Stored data
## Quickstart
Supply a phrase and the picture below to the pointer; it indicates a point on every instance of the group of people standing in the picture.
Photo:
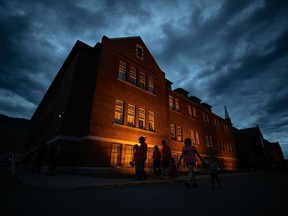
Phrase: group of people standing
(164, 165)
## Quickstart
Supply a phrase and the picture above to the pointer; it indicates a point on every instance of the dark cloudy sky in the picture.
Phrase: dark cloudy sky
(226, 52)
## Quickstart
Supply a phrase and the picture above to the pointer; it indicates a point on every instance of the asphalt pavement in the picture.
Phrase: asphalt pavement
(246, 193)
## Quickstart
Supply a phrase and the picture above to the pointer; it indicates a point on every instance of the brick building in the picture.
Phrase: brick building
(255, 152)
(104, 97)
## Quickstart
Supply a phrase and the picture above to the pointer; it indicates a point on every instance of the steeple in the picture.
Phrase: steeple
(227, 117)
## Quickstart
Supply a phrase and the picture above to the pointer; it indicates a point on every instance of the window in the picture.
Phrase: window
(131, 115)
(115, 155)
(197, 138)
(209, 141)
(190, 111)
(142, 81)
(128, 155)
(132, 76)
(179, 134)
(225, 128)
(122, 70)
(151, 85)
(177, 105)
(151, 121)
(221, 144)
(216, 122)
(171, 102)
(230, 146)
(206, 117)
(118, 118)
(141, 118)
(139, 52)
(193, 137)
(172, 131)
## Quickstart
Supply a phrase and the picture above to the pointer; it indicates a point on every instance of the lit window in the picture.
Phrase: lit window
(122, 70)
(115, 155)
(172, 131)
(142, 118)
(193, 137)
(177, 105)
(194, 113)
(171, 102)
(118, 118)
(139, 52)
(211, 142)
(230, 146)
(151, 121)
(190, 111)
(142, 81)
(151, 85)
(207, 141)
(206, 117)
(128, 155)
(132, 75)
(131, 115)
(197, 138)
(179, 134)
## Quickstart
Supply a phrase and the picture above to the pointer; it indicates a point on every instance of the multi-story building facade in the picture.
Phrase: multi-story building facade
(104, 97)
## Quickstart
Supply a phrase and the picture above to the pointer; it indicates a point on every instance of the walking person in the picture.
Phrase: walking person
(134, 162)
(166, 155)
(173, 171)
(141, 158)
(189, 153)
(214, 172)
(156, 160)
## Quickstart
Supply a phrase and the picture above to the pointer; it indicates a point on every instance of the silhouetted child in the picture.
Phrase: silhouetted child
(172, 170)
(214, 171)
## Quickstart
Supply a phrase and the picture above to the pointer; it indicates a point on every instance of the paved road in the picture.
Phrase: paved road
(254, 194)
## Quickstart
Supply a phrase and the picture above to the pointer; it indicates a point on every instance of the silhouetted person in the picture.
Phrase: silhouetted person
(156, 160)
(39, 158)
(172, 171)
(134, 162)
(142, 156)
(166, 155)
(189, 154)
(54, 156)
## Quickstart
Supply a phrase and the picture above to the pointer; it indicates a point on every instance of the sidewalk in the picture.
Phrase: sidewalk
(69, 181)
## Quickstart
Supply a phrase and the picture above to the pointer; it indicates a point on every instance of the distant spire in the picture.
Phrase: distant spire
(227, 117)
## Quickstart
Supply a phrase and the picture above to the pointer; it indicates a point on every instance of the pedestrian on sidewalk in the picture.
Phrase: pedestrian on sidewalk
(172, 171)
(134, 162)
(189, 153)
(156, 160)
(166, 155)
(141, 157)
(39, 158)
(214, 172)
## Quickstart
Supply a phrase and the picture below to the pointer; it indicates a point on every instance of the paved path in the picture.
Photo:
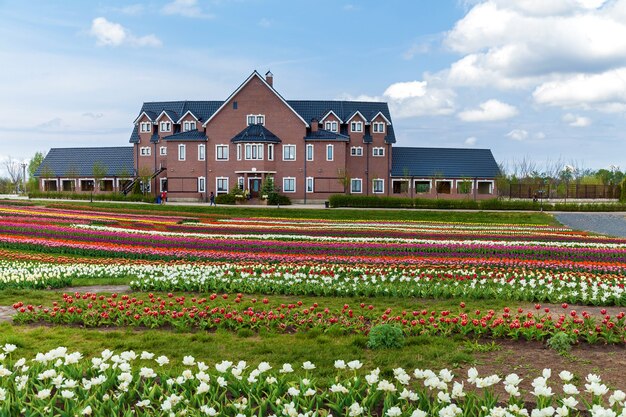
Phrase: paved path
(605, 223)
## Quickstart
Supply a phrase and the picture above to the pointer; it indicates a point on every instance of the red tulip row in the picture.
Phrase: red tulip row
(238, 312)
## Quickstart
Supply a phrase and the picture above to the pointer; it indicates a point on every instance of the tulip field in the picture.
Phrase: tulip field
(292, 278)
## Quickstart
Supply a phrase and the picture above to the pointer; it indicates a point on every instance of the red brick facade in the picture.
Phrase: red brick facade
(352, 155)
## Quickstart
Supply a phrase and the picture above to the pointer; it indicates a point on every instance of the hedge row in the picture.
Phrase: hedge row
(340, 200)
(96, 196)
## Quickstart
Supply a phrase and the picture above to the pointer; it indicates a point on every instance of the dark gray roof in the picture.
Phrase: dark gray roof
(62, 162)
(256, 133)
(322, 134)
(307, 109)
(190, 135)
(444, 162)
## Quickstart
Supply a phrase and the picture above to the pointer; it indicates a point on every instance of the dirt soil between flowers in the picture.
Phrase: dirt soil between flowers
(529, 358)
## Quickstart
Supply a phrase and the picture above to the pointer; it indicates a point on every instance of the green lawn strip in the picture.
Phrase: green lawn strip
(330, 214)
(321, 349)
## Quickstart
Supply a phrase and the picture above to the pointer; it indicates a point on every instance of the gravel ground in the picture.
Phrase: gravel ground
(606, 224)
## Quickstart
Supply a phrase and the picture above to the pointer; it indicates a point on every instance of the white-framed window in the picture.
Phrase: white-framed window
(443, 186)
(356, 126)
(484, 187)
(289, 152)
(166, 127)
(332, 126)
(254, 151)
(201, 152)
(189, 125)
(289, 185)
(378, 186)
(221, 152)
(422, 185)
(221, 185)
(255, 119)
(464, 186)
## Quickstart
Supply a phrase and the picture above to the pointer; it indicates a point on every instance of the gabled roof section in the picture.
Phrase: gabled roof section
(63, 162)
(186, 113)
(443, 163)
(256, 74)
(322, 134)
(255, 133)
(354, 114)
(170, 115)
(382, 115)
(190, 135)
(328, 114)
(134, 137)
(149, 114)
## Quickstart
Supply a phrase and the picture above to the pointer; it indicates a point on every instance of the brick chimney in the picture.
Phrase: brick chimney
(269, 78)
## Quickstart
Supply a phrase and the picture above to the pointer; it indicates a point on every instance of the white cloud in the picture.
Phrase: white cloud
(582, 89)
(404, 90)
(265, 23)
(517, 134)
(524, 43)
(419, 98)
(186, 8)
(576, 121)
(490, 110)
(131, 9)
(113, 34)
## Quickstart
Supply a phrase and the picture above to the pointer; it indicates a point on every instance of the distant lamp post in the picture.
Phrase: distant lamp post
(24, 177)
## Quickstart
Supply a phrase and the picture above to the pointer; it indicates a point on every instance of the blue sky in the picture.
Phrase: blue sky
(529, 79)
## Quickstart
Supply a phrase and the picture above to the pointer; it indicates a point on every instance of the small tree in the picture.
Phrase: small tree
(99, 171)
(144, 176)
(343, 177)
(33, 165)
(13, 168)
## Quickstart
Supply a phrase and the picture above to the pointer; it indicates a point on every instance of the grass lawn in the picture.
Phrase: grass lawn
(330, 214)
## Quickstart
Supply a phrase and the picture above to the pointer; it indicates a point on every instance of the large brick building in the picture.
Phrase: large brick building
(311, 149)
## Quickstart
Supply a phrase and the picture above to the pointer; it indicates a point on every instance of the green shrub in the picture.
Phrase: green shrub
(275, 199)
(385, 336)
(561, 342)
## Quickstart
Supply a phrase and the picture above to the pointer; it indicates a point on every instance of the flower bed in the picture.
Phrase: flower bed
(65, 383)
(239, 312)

* * *

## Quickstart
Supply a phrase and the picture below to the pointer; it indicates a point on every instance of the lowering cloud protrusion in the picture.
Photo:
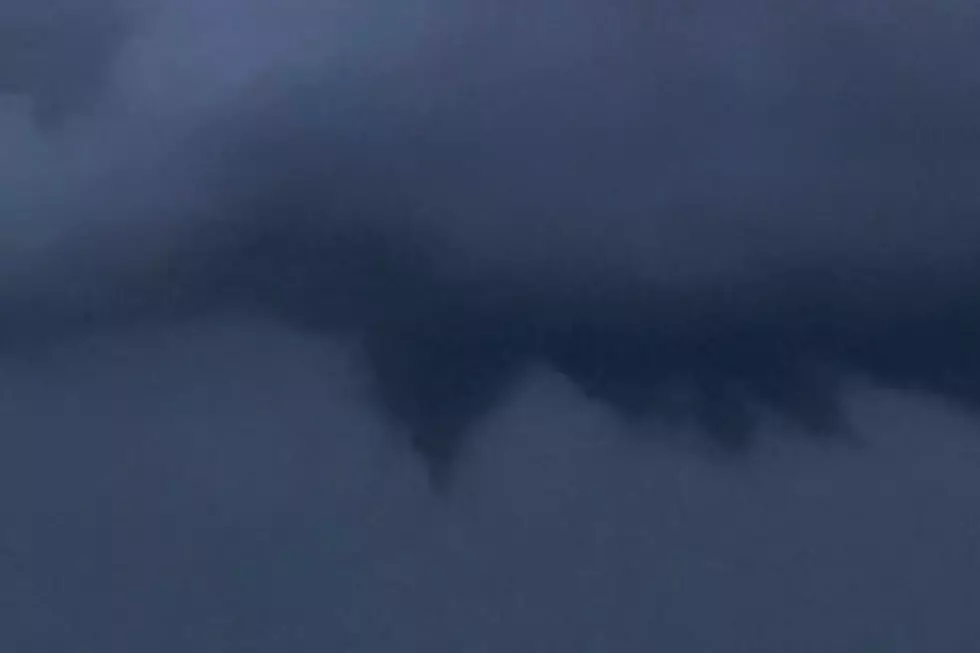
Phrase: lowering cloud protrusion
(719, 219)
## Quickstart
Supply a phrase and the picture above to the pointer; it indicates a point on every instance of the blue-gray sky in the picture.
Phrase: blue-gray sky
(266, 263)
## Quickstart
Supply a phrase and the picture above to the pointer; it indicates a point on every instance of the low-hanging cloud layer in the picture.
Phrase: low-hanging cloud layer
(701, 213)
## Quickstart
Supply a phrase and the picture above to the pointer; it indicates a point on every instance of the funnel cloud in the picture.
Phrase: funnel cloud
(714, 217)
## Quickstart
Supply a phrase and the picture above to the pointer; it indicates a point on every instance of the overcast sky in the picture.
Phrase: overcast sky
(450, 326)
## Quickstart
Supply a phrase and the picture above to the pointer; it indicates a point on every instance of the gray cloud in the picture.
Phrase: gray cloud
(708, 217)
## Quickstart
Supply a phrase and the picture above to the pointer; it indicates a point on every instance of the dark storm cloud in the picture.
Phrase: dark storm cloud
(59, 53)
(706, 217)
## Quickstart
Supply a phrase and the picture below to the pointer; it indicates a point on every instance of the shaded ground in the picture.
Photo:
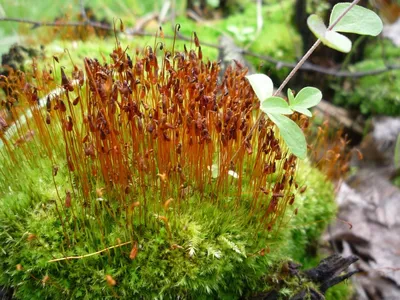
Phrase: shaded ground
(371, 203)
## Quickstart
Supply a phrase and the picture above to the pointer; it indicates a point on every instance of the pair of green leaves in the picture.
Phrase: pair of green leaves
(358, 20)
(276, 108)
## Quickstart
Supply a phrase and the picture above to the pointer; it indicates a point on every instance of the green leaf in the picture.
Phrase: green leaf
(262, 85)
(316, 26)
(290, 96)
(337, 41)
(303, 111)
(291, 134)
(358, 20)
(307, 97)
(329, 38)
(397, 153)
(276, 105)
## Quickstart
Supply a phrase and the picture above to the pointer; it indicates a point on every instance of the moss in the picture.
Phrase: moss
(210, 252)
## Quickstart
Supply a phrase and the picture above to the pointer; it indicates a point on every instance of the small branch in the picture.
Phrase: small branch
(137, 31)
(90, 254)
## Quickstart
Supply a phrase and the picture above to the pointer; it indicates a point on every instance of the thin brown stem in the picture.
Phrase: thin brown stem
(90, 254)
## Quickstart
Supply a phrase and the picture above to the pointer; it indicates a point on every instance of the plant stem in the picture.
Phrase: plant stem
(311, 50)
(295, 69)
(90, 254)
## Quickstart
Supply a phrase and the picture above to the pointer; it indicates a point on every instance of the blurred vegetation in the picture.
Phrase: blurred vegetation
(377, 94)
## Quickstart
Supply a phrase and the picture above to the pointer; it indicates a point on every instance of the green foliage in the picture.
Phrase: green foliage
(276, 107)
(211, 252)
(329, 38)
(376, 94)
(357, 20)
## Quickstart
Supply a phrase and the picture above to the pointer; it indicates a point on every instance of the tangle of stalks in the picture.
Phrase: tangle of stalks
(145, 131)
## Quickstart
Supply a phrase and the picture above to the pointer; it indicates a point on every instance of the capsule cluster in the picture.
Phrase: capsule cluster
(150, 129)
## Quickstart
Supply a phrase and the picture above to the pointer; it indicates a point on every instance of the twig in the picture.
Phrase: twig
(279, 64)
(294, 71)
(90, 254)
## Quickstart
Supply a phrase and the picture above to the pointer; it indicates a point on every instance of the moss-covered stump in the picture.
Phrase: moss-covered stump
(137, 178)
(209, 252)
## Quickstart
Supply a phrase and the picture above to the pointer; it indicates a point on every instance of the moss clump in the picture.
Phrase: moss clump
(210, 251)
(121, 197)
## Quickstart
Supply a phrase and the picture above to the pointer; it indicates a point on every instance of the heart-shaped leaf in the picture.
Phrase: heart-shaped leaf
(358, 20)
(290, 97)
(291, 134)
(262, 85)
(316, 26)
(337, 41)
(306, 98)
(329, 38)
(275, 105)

...

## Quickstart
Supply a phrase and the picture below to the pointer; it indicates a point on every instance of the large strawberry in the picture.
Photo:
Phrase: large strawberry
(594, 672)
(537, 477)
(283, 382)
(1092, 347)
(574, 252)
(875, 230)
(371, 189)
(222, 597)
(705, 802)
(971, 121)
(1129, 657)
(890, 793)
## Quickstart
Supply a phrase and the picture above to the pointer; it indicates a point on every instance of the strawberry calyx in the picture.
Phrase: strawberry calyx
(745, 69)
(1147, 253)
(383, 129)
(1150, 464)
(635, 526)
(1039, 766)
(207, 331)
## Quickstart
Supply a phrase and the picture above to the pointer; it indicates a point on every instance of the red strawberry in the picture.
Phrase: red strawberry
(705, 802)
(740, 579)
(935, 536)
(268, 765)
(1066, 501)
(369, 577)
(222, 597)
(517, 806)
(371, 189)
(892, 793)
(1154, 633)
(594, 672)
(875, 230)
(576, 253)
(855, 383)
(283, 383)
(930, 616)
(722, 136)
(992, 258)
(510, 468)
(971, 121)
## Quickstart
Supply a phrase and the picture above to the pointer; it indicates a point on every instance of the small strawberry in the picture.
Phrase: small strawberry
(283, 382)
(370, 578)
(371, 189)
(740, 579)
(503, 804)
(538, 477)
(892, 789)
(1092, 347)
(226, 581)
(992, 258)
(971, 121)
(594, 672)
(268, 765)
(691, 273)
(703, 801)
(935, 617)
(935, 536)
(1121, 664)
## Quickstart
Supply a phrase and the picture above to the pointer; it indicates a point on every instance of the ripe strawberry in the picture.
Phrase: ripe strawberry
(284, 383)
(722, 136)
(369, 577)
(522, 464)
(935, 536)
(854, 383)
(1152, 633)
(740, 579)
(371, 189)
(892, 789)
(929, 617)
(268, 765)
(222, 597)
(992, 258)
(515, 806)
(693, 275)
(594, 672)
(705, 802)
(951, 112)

What is needed
Return each line of the entries that holds the string "below".

Solution for this task
Supply a phrase and the picture below to the pointer; it indicates a point on every instance of the group of people standing in the picture.
Supply a phrase and the picture below to the pointer; it indicates a point on every instance of the paved path in the picture.
Supply a phrase and the picture below to the pointer; it indicates a point on every instance of the lowering cloud protrusion in the picture.
Supply a phrase and the picture below to the pointer; it indicates a point on every instance of the shaded ground in the picture.
Supply a phrase and the picture below to the pointer; it indicates a point on every instance of the large strawberry in the picture.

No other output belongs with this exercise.